--- BEGIN Available data ---

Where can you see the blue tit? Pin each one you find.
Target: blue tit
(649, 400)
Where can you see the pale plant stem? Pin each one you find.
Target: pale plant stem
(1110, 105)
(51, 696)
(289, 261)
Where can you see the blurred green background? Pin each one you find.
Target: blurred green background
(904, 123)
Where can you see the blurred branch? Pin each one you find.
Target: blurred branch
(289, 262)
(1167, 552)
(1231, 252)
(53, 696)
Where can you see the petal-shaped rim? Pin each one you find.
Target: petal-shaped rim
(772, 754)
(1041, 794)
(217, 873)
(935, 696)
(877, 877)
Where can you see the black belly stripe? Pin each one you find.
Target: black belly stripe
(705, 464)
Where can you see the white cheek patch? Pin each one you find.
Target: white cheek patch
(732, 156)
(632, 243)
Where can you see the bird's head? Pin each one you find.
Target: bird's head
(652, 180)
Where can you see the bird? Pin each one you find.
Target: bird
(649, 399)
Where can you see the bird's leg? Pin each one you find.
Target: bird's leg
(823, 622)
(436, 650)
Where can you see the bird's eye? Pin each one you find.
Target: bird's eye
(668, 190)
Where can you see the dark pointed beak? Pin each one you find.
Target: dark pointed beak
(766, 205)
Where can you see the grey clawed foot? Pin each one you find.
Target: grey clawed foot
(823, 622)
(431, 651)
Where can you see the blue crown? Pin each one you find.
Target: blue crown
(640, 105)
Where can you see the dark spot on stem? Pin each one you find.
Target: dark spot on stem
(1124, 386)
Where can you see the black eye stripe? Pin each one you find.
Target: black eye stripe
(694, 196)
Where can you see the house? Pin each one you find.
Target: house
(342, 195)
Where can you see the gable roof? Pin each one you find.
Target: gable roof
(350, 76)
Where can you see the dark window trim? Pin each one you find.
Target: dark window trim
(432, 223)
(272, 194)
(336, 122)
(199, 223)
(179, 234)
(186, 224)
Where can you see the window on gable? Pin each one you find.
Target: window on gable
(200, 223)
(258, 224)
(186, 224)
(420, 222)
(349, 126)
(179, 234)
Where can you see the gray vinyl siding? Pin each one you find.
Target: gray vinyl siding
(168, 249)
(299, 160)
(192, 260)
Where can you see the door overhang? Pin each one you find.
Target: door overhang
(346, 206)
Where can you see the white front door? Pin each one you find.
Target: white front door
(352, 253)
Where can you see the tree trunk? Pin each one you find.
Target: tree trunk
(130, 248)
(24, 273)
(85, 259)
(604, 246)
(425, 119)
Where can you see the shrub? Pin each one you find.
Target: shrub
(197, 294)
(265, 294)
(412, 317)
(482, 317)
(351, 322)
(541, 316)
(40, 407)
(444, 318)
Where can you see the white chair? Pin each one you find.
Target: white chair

--- END Available data ---

■ Directions:
Format the lines of the listing as a numbered list, starting at the line that contains "Where can you see the tree" and continuing through the end of the listing. Leave out any blank lines.

■ Reply to the exercise:
1. Where can you see the tree trunk? Pin each one you find.
2. Target: tree trunk
3. (130, 248)
4. (24, 273)
5. (85, 259)
6. (604, 246)
7. (425, 119)
8. Where can you see the shrub? Pin each one you find.
9. Target: shrub
10. (197, 294)
11. (265, 294)
12. (412, 317)
13. (482, 317)
14. (351, 322)
15. (541, 316)
16. (40, 407)
17. (444, 318)
18. Where can you see the white chair? Pin each one you find.
19. Target: white chair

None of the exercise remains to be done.